Vejo isso como um alerta já que tentar psicoterapizar pacientes sem uma sólida formação prévia, significa evocar forças mentais perigosas tanto para o paciente quanto para o psicoterapeuta, uma vez que o poder de sugestionabilidade da mente humana é brutal.

Assim, se a cura das almas foi se tornando mais sofisticada e científica com o tempo, passando do exorcismo e da confissão dos pecados à cura pela fala no divã, isso não significa que deixamos de lidar com as mesmas forças obscuras da mente humana, da qual ainda seguimos conhecendo muito pouco.

Fim da leitura

Terminei o livro de Ellenberger sentindo um misto de coisas. Vazio e tristeza por tê-lo terminado, já que sua leitura, apesar de densa é muito prazerosa e instigante, mas também com vontade de me debruçar e estudar a fundo estes meus bisavós e tataravós, a quem agora percebo que devo muito. Um deles que pretendo estudar é Pierra Janet à quem Freud parece dever muito.

◇ ◇ ◇ ◇ ◇

__Descrição do problema__.
Continue o texto sobre a leitura do livro de Ellenberger a partir da última frase apresentada. As linhas abaixo vêm de uma fonte diferente da do texto.

__Linhas extraídas__.

◇ ◇ ◇ ◇ ◇

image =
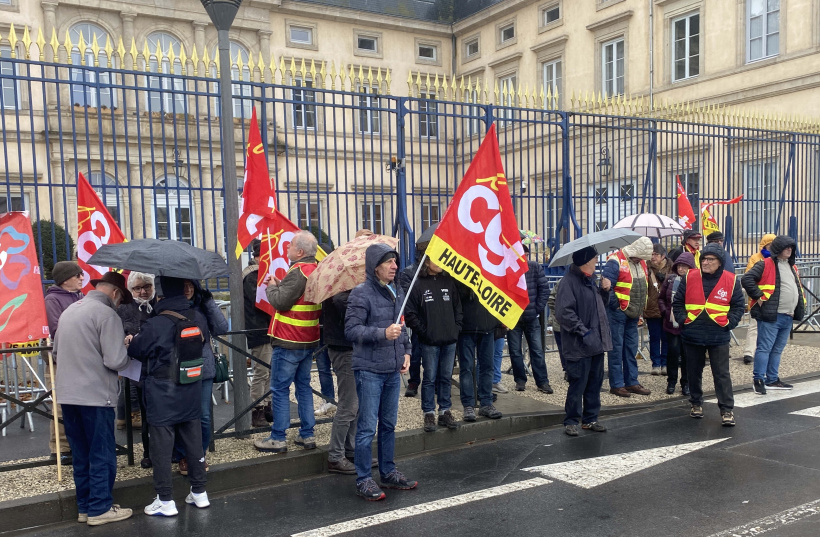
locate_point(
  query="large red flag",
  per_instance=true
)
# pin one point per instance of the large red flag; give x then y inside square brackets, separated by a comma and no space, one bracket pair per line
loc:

◇ ◇ ◇ ◇ ◇

__Resposta esperada__.
Outra consequência desta leitura é que, como psicanalista, oriunda direta da psiquiatria e da filosofia romântica, Ellenberger aguçou em mim o desejo de me debruçar sobre outros autores românticos além de Freud, sendo eles Schelling, von Schubert, Ignaz Paul Vital Troxler, Carl Gustav Carus, Arthur Schopenhauer, Eduard von Hartmann , Gustav Theodor Fechner e Johann Jakob Bachofen. 

Pois, para se fazer justiça, é a tais autores que devemos atribuir a descoberta do inconsciente. 

Termino também o livro de Ellenberger admirando ainda mais Freud e nutrindo uma admiração incipiente por outro autor que desconheço por completo, Carl Gustav Jung. Pois, segundo ele, Freud e Jung foram os únicos desta grande linhagem que arriscaram tudo, sua própria psiquê e sua sanidade mental, em nome de sua obra, num processo que Ellenberger chamou de afecção criativa. 

De Freud, podemos conhecer um pouco do enorme sofrimento mental vivido por ele em sua afecção criativa, através das cartas enviadas ao amigo e médico Wilhelm Fliess entre 1887 e 1904, reunidas e publicadas por Jeffrey Moussaieff Masson em 1986.

Esta consiste num estado de grave adoecimento psíquico pelo qual passam determinados descobridores antes de descobrirem algo realmente colossal. Penso sobre isso na coragem que ambos tiveram que ter ter, o que idealmente deveria ser também o propósito de uma análise didática: o analisando podendo adoecer a tal ponto de si mesmo, que a sua cura correspondesse à aquisição de um novo olhar, convicto e profundo, sobre si e sobre a vida. Mas talvez isso seja pedir demais.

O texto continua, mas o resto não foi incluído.